**Given task**
Pick out every line in the data below that contains the word "woman", and copy each one in full.

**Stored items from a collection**
»»

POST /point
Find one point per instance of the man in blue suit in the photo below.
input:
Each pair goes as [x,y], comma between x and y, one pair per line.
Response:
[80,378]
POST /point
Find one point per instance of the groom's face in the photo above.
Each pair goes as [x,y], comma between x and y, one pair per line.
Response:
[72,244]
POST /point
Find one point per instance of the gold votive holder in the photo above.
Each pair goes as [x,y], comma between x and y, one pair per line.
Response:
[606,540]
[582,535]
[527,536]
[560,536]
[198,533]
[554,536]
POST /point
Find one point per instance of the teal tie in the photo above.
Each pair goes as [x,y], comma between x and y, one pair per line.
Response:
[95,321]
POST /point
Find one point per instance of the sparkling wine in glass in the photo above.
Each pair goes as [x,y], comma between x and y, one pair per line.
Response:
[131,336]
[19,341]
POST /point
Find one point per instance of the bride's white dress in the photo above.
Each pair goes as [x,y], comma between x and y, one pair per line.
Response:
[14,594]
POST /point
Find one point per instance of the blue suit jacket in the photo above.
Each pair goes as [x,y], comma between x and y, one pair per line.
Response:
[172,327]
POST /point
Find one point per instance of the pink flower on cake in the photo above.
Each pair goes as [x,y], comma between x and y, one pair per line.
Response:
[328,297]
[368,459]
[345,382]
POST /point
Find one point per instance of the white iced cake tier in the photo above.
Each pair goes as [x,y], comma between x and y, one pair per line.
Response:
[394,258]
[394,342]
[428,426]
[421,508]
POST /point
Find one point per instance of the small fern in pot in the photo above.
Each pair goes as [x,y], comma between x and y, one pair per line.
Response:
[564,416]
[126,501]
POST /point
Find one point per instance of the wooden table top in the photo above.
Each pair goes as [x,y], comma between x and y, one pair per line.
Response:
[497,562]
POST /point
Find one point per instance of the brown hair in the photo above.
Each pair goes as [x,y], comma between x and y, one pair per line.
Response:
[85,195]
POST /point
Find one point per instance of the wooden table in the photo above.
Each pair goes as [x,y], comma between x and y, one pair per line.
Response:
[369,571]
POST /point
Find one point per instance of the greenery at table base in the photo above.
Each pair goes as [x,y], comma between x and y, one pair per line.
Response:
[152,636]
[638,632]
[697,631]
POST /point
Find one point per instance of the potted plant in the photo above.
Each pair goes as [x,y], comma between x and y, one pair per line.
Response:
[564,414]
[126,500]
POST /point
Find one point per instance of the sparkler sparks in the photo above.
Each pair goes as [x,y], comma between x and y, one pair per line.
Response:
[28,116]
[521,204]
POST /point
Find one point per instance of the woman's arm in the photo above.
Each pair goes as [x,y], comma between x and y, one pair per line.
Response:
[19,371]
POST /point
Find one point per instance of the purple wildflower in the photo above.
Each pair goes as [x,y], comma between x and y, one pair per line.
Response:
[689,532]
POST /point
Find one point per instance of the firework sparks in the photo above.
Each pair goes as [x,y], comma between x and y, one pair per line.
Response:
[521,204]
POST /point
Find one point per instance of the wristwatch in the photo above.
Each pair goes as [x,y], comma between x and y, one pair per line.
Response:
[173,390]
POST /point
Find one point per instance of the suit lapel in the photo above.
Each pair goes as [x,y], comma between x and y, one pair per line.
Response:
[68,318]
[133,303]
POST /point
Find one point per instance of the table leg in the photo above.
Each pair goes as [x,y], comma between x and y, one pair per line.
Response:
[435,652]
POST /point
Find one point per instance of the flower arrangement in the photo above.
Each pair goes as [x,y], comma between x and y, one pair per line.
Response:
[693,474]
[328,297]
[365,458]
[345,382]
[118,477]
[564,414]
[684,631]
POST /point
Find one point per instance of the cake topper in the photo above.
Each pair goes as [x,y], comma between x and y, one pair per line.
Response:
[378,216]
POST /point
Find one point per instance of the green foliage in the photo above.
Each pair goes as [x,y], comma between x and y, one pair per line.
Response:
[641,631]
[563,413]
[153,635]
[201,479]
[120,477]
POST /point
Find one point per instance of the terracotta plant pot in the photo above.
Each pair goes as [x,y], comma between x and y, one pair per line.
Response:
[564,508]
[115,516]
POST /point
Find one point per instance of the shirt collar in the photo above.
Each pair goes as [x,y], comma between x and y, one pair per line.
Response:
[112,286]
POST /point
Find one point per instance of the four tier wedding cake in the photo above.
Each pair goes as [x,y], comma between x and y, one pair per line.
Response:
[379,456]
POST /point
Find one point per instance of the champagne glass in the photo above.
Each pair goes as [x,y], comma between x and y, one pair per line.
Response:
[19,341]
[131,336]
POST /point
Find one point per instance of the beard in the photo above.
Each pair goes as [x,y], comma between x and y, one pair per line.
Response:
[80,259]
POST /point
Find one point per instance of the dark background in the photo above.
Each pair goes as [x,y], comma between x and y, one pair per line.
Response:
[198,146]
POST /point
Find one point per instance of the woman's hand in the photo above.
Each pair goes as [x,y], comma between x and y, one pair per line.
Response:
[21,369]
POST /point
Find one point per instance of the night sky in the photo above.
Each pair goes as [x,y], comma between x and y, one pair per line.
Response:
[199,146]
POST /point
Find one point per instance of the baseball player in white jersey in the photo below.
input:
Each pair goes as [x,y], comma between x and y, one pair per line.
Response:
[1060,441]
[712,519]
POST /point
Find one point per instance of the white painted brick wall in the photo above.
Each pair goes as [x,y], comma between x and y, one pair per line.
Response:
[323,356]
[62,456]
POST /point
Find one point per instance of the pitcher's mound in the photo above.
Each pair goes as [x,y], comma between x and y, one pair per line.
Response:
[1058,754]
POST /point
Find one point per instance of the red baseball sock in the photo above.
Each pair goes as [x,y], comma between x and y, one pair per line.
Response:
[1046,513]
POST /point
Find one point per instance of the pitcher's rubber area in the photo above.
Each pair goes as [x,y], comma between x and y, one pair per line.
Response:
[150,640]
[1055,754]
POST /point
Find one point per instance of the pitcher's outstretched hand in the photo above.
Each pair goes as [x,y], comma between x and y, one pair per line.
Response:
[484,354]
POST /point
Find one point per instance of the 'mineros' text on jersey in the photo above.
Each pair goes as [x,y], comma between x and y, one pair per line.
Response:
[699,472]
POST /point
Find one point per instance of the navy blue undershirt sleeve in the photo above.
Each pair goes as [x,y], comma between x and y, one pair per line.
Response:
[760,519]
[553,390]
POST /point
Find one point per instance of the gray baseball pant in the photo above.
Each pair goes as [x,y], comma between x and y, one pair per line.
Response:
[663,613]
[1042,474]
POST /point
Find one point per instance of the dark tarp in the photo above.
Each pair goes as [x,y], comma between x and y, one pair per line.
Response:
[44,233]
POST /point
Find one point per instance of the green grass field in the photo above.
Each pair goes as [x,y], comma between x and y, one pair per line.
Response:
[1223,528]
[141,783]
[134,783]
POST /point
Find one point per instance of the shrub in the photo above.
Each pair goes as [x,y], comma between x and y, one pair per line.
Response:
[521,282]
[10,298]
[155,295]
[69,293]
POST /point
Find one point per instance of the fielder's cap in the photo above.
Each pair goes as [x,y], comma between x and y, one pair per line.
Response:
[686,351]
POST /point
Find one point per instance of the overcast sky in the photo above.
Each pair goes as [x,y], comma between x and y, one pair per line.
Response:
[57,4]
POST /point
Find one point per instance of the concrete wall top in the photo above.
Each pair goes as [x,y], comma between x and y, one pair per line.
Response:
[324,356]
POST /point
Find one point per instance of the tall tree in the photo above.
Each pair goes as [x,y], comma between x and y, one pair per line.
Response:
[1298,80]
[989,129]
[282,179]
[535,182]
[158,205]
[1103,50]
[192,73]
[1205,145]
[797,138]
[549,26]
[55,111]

««

**Result of the task**
Find one point per instance of the woman's arm in the photo above.
Find one point per instance of the woman's hand in the photo above.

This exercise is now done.